Task item:
Please reproduce every entry below without omitting a single line.

[Collected data]
■ ■ ■ ■ ■

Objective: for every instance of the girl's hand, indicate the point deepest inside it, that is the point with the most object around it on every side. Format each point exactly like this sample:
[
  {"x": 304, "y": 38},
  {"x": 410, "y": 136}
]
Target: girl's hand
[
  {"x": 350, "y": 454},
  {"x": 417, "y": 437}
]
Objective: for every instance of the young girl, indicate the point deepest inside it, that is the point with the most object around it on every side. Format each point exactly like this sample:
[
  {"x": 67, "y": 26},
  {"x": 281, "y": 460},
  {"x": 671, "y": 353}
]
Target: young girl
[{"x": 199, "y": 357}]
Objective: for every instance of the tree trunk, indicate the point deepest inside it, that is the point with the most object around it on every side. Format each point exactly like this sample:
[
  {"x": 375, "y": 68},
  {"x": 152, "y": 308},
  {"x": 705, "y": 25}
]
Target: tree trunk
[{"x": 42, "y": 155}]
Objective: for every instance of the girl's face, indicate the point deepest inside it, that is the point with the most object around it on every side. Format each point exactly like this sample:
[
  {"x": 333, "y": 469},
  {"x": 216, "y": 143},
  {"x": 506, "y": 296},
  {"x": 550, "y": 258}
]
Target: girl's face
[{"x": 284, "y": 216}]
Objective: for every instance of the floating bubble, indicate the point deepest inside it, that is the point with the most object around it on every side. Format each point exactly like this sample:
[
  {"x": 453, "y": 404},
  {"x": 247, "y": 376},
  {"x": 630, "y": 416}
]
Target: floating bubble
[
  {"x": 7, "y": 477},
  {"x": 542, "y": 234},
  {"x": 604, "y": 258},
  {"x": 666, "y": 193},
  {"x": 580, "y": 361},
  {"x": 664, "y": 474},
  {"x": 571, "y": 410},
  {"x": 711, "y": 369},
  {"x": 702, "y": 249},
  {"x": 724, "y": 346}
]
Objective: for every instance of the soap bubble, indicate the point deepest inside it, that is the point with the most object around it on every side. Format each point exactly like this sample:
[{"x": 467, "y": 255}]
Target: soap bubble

■ ■ ■ ■ ■

Written response:
Objective: for every instance of the girl's hand, indicate the point deepest inside it, that is the point with the most object around it on every side. Format each point exactly like this sample:
[
  {"x": 304, "y": 38},
  {"x": 410, "y": 136}
]
Target: girl's hand
[
  {"x": 350, "y": 454},
  {"x": 417, "y": 437}
]
Objective: for every instance of the young girl, indicate the point deepest inside it, that is the point with the most object around it on every side. Format each point exactly like this sample:
[
  {"x": 67, "y": 26},
  {"x": 281, "y": 460},
  {"x": 671, "y": 353}
]
Target: young girl
[{"x": 199, "y": 357}]
Objective: for every instance of the tree trunk, indicate the point deepest inside it, that is the point with the most object around it on every side. Format each point exactly like this sample:
[
  {"x": 375, "y": 68},
  {"x": 152, "y": 308},
  {"x": 705, "y": 25}
]
Target: tree trunk
[{"x": 42, "y": 155}]
Objective: for every instance of the girl's face, indicate the point deepest inside it, that is the point with the most object around it on every side. Format each point exactly like this sample:
[
  {"x": 333, "y": 469},
  {"x": 216, "y": 143},
  {"x": 506, "y": 296},
  {"x": 550, "y": 258}
]
Target: girl's face
[{"x": 284, "y": 216}]
Objective: for every instance of the floating bubble, indicate the point deepest inside it, that is the point with the most object around it on every side. Format each point exactly like this sample:
[
  {"x": 453, "y": 404},
  {"x": 247, "y": 376},
  {"x": 630, "y": 416}
]
Target: floating bubble
[
  {"x": 7, "y": 477},
  {"x": 542, "y": 234},
  {"x": 604, "y": 258},
  {"x": 666, "y": 193},
  {"x": 580, "y": 361},
  {"x": 664, "y": 474},
  {"x": 571, "y": 410},
  {"x": 711, "y": 369},
  {"x": 702, "y": 249},
  {"x": 724, "y": 346}
]
Objective: for every instance of the soap bubble, indicate the point deepest inside it, that is the point with the most object around it on every side. Format each point exactly like this sample:
[{"x": 467, "y": 255}]
Target: soap bubble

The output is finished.